Gather every line in the data below that contains the string "item".
|---|
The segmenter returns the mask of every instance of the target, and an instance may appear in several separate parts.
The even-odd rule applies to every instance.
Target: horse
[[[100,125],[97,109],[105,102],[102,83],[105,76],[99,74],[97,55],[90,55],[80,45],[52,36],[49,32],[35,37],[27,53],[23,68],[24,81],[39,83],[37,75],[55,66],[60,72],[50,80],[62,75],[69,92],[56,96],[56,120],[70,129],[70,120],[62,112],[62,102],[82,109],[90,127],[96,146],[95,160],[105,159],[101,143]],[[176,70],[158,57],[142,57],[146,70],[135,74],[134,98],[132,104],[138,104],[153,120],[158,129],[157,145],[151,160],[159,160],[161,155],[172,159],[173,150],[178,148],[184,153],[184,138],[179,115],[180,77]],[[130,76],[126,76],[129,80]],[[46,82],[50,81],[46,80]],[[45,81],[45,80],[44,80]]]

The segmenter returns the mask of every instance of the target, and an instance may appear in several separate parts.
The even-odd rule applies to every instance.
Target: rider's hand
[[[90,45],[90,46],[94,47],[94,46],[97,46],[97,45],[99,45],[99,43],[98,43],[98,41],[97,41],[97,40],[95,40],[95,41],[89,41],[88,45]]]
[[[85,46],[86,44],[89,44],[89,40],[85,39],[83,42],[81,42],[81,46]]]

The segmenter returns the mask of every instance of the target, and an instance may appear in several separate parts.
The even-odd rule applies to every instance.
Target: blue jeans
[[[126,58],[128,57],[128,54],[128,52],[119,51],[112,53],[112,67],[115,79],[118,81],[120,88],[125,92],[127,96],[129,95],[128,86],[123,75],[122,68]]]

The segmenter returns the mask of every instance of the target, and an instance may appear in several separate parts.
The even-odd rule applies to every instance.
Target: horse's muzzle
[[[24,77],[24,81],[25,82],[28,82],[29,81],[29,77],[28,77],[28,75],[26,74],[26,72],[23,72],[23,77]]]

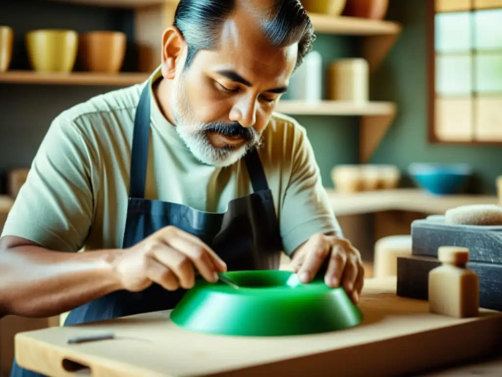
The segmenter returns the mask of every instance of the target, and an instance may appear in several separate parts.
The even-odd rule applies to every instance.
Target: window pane
[[[475,138],[479,141],[502,141],[502,96],[476,100]]]
[[[474,48],[502,50],[502,9],[473,12]]]
[[[502,8],[502,0],[474,0],[473,5],[476,9]]]
[[[436,135],[441,141],[472,140],[472,100],[437,99]]]
[[[471,56],[436,58],[436,91],[440,95],[465,95],[472,91]]]
[[[502,52],[478,53],[475,59],[475,91],[502,93]]]
[[[470,0],[435,0],[434,8],[437,12],[468,11]]]
[[[434,45],[438,52],[465,52],[471,48],[470,12],[439,13],[434,16]]]

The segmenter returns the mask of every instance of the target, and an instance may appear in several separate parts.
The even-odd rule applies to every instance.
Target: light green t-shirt
[[[151,78],[160,76],[157,70]],[[90,99],[54,120],[33,160],[2,236],[62,251],[121,247],[136,106],[150,81]],[[153,94],[152,94],[153,95]],[[146,197],[224,212],[253,192],[243,160],[221,168],[196,160],[151,103]],[[259,154],[290,255],[316,233],[341,232],[305,130],[274,114]]]

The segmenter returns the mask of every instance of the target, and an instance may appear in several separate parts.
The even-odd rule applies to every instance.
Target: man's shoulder
[[[267,125],[273,134],[301,133],[305,132],[305,128],[293,118],[281,113],[274,112]]]
[[[292,150],[300,146],[306,139],[305,127],[296,119],[280,113],[274,113],[263,133],[266,144],[272,149]]]
[[[80,126],[79,128],[86,125],[94,128],[109,122],[120,123],[124,118],[130,121],[138,105],[143,85],[138,84],[95,96],[64,110],[56,117],[54,122],[69,127]]]

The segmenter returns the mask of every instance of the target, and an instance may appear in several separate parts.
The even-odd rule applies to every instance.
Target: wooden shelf
[[[103,85],[128,86],[142,82],[149,73],[122,72],[117,74],[92,72],[71,73],[9,71],[0,73],[0,82],[16,84],[58,85]]]
[[[367,162],[384,138],[396,116],[396,105],[391,102],[357,103],[345,101],[279,102],[277,111],[288,115],[360,116],[359,162]]]
[[[341,35],[397,35],[401,25],[393,21],[367,20],[345,16],[309,15],[316,33]]]
[[[114,7],[135,9],[135,39],[139,48],[139,70],[153,71],[160,61],[159,36],[172,24],[178,0],[52,0],[95,6]],[[368,62],[370,72],[374,72],[392,48],[402,27],[398,22],[368,20],[345,16],[309,14],[316,33],[341,35],[361,36],[361,57]],[[131,78],[133,81],[135,79]],[[120,78],[116,84],[131,83]],[[0,80],[1,81],[1,80]],[[85,81],[85,80],[83,80]],[[97,80],[99,81],[99,80]],[[64,81],[62,83],[82,83]],[[113,83],[111,84],[115,84]],[[42,82],[40,82],[42,83]],[[98,82],[98,83],[100,83]],[[297,105],[298,105],[297,106]],[[370,103],[362,107],[323,103],[315,107],[291,102],[280,104],[278,111],[291,115],[360,115],[359,160],[367,162],[376,150],[395,116],[394,105]]]
[[[407,211],[429,215],[443,215],[447,210],[471,204],[496,204],[498,198],[490,195],[429,194],[417,189],[402,189],[340,194],[326,189],[336,216],[357,215],[385,211]]]
[[[109,7],[117,8],[137,9],[166,4],[177,5],[178,0],[49,0],[59,3],[69,3],[95,7]]]
[[[353,103],[323,101],[309,103],[301,101],[280,101],[276,110],[290,115],[393,115],[396,106],[390,102]]]

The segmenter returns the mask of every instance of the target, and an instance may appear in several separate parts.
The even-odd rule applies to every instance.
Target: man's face
[[[297,44],[271,46],[239,13],[224,23],[218,48],[199,51],[184,70],[185,45],[172,86],[178,134],[198,159],[215,166],[231,165],[260,144],[297,60]]]

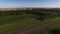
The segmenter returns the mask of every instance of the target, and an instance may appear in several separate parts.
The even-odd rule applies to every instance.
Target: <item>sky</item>
[[[60,7],[60,0],[0,0],[0,8]]]

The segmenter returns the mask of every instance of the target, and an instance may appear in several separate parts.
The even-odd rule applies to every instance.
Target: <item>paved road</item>
[[[16,31],[11,31],[11,32],[9,32],[7,34],[17,34],[17,32],[21,32],[21,34],[33,34],[33,32],[45,29],[48,26],[51,26],[51,25],[59,23],[59,22],[60,22],[60,19],[56,19],[56,20],[52,20],[52,21],[49,21],[49,22],[42,23],[40,26],[32,27],[29,30],[21,30],[21,29],[19,29],[19,30],[16,30]]]

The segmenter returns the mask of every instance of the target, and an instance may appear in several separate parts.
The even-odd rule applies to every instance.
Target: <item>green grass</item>
[[[49,31],[53,30],[53,29],[60,29],[60,23],[51,25],[51,26],[47,27],[46,29],[34,32],[34,34],[50,34]]]
[[[22,20],[16,20],[10,23],[5,23],[4,25],[0,25],[0,34],[4,34],[9,31],[14,31],[17,29],[29,29],[30,27],[34,27],[35,25],[40,25],[40,21],[29,18],[29,19],[22,19]],[[34,25],[34,26],[33,26]]]

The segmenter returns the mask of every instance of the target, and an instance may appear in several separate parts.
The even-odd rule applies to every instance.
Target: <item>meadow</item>
[[[0,11],[0,34],[6,34],[18,29],[26,31],[40,26],[41,23],[44,24],[44,22],[49,20],[55,20],[56,18],[60,18],[60,10],[33,9]],[[59,25],[57,25],[56,28],[58,28],[58,26]],[[52,27],[53,29],[55,28],[54,25]],[[48,29],[50,30],[52,27],[49,26]],[[21,34],[22,31],[16,34]],[[34,34],[40,34],[39,32]]]

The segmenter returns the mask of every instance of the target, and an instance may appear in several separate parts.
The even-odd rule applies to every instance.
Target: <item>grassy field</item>
[[[58,18],[57,18],[58,19]],[[54,19],[53,19],[54,20]],[[54,32],[55,30],[59,30],[60,31],[60,23],[56,23],[56,24],[54,24],[54,25],[51,25],[51,26],[49,26],[49,27],[47,27],[46,29],[43,29],[43,30],[40,30],[40,31],[37,31],[37,32],[35,32],[35,33],[33,33],[33,34],[56,34],[56,32]],[[53,31],[54,30],[54,31]],[[53,31],[52,33],[51,33],[51,31]],[[59,32],[60,33],[60,32]],[[58,34],[59,34],[58,33]]]
[[[17,11],[0,11],[0,34],[11,31],[29,30],[46,21],[52,21],[60,18],[60,11],[44,11],[41,9],[34,10],[17,10]],[[60,24],[60,23],[59,23]],[[47,31],[59,28],[59,24],[49,26],[47,29],[40,30],[34,34],[48,34]],[[18,32],[17,34],[21,34]]]

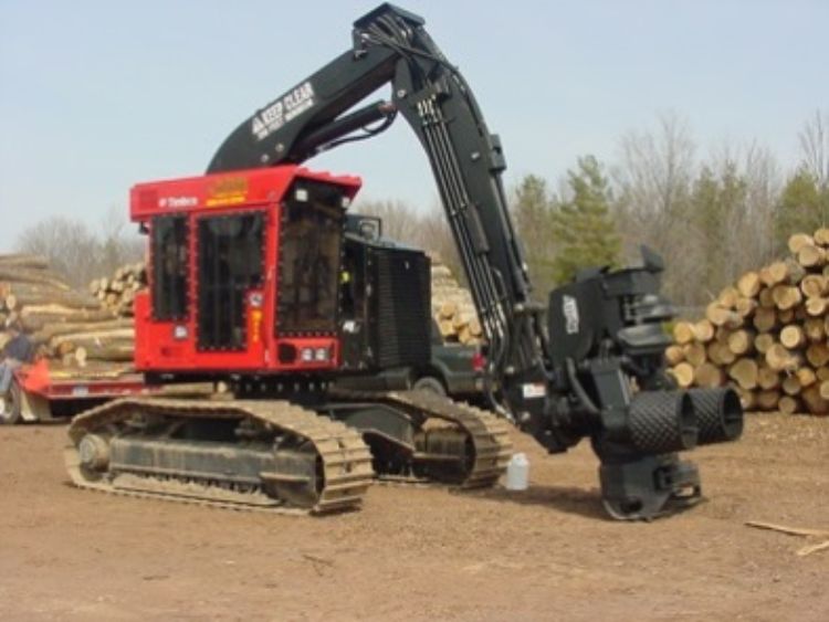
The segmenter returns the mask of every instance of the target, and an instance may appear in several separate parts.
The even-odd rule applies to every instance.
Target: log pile
[[[39,357],[64,366],[133,360],[133,320],[72,289],[43,257],[0,255],[0,347],[12,327],[31,338]]]
[[[732,384],[746,410],[829,414],[829,229],[725,287],[665,351],[681,387]]]
[[[147,268],[139,262],[119,267],[112,276],[94,280],[90,293],[118,317],[133,317],[135,294],[146,286]]]
[[[432,316],[448,342],[481,342],[481,323],[469,289],[461,287],[452,271],[432,255]]]

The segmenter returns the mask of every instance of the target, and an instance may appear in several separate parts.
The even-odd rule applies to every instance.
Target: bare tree
[[[418,243],[418,214],[403,201],[368,200],[357,203],[354,209],[357,213],[379,218],[386,238],[409,244]]]
[[[97,236],[83,222],[65,217],[52,217],[24,230],[17,247],[49,257],[52,268],[76,287],[94,278],[101,263]]]
[[[817,180],[818,187],[829,188],[829,112],[815,110],[798,138],[802,166]]]
[[[697,295],[688,284],[701,280],[701,244],[690,214],[696,146],[688,124],[663,113],[655,129],[626,134],[619,150],[611,173],[625,254],[631,257],[641,243],[654,247],[669,266],[665,293],[679,305],[693,305]]]
[[[25,229],[18,236],[17,249],[49,257],[51,267],[66,283],[84,287],[124,264],[141,261],[145,241],[127,230],[123,210],[112,208],[99,233],[80,220],[52,217]]]

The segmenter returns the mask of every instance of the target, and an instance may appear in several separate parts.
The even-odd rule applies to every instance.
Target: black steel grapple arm
[[[734,440],[742,410],[733,391],[679,392],[664,375],[660,261],[646,252],[639,268],[585,272],[547,308],[534,303],[501,141],[423,24],[388,3],[357,20],[351,49],[242,123],[208,172],[303,162],[402,115],[429,158],[481,319],[493,404],[550,452],[589,437],[613,516],[697,499],[696,471],[675,452]],[[386,84],[390,102],[355,108]]]

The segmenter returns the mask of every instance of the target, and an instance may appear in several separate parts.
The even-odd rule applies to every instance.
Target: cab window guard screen
[[[186,217],[153,219],[153,317],[157,320],[188,315],[188,238]]]

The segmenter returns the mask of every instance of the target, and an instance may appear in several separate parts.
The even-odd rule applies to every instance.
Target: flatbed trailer
[[[75,368],[40,360],[14,370],[0,421],[62,421],[109,400],[164,391],[132,366]]]

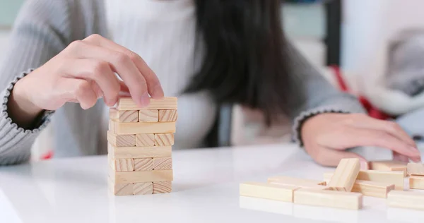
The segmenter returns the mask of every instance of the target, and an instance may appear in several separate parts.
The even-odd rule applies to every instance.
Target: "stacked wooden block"
[[[151,99],[143,108],[121,98],[110,109],[107,151],[114,195],[171,192],[177,118],[176,97]]]
[[[341,159],[334,173],[324,181],[273,176],[267,183],[240,183],[240,194],[295,204],[337,208],[361,209],[363,196],[387,198],[389,206],[424,210],[424,193],[404,191],[406,164],[394,161],[370,162],[373,169],[360,170],[358,159]],[[423,164],[408,164],[411,188],[422,188]],[[413,179],[411,181],[411,179]]]

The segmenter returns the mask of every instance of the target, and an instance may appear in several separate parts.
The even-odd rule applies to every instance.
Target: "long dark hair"
[[[261,110],[268,124],[285,114],[288,69],[281,0],[195,0],[203,64],[186,89],[209,90],[218,104]]]

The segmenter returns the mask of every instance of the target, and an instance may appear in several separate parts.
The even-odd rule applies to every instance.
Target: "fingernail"
[[[360,161],[360,169],[368,169],[368,163],[366,161]]]
[[[141,96],[141,104],[143,106],[148,106],[148,104],[150,104],[150,99],[148,98],[148,94],[146,92]]]

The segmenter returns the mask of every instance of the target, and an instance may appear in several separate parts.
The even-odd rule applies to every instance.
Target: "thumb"
[[[368,169],[368,162],[363,156],[359,155],[355,152],[348,152],[346,150],[338,150],[327,149],[328,150],[328,160],[327,163],[329,166],[337,167],[341,159],[359,159],[359,164],[360,164],[360,169]]]

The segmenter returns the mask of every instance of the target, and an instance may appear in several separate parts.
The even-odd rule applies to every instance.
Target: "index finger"
[[[163,97],[163,90],[160,85],[159,78],[158,78],[156,74],[139,54],[99,35],[90,35],[86,38],[84,41],[126,54],[134,63],[143,76],[144,76],[148,92],[151,96],[153,98]]]

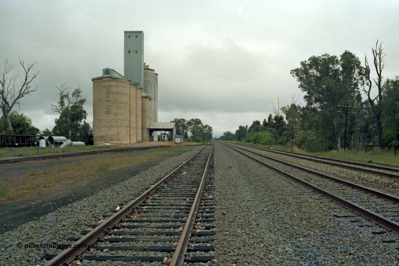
|---|
» WRITTEN ANSWER:
Target: <item>sky</item>
Target: <item>paved road</item>
Target: <item>green grass</item>
Target: <item>meadow</item>
Target: <item>grassy field</item>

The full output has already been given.